[Data listing]
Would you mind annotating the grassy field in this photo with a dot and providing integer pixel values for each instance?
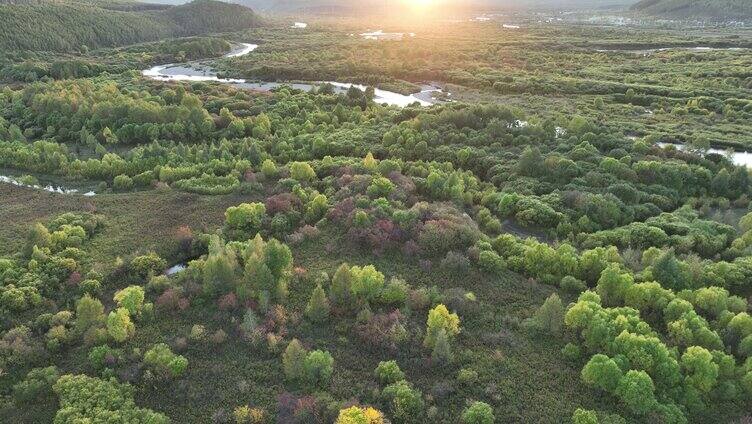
(515, 370)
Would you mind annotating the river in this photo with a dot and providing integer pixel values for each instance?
(49, 187)
(201, 72)
(738, 158)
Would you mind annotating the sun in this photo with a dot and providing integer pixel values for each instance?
(418, 4)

AIM OF THE EXERCISE | Repeat the records above word for word, leaving out the pictures.

RESULT OF THIS EXERCISE |
Would you mind annotating the grassy field in this photo with a dot and providing integer pixel values for each instance?
(515, 370)
Would you mind annotating the river in this photo with a dot and providing integer pixel values for each instance?
(49, 187)
(201, 72)
(738, 158)
Would you mind annotating the sun in this photo with a dot and providing integer pixel values for each instance?
(418, 4)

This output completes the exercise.